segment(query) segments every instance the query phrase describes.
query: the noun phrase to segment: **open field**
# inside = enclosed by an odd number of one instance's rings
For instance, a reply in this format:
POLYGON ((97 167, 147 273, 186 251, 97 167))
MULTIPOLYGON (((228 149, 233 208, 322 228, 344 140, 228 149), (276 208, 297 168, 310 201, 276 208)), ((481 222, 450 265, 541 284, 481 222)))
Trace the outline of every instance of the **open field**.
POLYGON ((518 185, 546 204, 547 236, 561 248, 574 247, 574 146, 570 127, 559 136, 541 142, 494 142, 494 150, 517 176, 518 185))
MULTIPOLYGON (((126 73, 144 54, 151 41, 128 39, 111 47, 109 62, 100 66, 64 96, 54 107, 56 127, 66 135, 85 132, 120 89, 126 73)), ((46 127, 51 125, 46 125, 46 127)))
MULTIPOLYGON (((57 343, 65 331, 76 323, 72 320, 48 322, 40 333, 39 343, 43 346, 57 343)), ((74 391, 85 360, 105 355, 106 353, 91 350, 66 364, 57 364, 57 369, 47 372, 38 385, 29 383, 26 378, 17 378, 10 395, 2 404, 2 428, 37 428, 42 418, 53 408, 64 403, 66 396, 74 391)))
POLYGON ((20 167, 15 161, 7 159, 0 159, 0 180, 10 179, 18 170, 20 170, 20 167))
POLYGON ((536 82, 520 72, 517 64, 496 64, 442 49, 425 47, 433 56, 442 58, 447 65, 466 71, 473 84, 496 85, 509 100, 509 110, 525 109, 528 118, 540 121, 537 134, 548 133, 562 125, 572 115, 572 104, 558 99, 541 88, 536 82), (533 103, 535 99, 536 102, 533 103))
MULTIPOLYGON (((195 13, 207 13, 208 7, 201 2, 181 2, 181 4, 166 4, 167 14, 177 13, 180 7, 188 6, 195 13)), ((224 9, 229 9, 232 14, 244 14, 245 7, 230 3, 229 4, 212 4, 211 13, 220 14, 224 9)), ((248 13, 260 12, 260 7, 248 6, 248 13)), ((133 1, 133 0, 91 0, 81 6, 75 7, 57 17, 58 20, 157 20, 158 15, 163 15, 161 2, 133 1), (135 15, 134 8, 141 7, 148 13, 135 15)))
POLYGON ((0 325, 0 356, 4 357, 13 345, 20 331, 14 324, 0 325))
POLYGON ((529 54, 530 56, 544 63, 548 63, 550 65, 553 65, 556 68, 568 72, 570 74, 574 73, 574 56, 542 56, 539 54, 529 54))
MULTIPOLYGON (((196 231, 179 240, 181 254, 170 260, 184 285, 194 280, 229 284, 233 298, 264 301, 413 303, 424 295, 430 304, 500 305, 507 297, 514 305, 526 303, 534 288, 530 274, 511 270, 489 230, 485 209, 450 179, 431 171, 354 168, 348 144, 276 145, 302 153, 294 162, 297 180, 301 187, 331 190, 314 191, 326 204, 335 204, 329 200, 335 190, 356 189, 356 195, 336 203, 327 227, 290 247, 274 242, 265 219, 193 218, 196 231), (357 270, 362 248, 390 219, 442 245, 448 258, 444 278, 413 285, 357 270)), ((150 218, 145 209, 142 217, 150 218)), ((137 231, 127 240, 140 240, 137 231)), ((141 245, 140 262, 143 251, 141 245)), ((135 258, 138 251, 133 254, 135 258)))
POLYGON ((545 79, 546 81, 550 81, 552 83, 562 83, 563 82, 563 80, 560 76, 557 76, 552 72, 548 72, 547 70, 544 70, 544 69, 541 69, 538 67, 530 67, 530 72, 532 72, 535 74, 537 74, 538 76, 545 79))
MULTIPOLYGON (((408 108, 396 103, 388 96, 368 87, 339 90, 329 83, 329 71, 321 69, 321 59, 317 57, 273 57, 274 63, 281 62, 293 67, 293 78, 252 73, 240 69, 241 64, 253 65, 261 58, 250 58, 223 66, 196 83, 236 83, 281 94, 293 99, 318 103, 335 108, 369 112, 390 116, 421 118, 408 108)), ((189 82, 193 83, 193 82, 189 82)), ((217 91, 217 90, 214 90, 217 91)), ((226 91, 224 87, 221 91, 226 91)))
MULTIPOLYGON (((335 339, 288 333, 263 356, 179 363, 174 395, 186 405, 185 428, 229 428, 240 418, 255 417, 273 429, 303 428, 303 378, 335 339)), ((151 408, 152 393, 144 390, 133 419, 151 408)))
────────────────────────────────────────
#### Exercise instructions
Arrange the lines of the listing above, from its start through the line containing "Trace the outline", as a numbered list, leaving out any blank lines.

#### Exercise solution
1. segment(query) segments every instance the query phrase describes.
2. query: the noun phrase to segment: **open field**
3. # inside = enclosed by an odd number of one instance's rings
4. For instance, a reply in this format:
5. POLYGON ((97 167, 147 273, 186 251, 97 167))
6. MULTIPOLYGON (((228 149, 233 208, 322 228, 344 140, 228 149), (276 208, 297 168, 310 201, 276 208)), ((481 222, 450 265, 541 284, 481 222)))
7. Trace the outline of every instance of the **open field**.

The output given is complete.